■ Given entries:
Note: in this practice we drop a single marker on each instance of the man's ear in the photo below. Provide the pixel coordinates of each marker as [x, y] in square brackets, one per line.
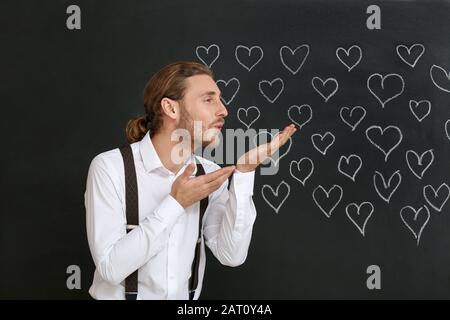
[170, 107]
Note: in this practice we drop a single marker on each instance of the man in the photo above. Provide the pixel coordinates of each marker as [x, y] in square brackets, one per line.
[162, 246]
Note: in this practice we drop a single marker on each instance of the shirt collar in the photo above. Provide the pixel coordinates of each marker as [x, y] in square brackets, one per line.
[151, 159]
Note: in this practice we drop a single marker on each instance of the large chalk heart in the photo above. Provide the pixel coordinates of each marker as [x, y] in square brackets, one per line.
[410, 55]
[350, 57]
[359, 214]
[276, 198]
[293, 60]
[440, 77]
[208, 55]
[248, 57]
[229, 89]
[386, 189]
[327, 201]
[415, 220]
[271, 90]
[386, 139]
[385, 88]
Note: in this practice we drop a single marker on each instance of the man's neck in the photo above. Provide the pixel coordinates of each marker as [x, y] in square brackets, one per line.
[163, 145]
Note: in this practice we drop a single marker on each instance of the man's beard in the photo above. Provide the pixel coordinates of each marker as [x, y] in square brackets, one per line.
[187, 123]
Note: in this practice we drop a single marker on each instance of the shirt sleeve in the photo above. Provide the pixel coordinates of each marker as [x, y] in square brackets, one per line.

■ Work to be completed: Return, exactly as written, the "the man's neck" line and each line after it through the end of the listing above.

■ Answer to this exercise:
Note: in this practice we drop a single marker on each instance of the man's neck in the photo above. Provide the pixel coordinates of each marker as [x, y] in square brackets, one per line.
[163, 145]
Note: in this practice we drop a single marker on each instance of the man's beard in the photo above. Provide the pixel coordinates of each marker as [x, y] in square brackets, one per line.
[187, 123]
Note: in this practice we drop a single marker on each instance of the shirt sleeve in the photo above. Provide the pixel coordinates of each marker as [x, y] in square brackets, one per line.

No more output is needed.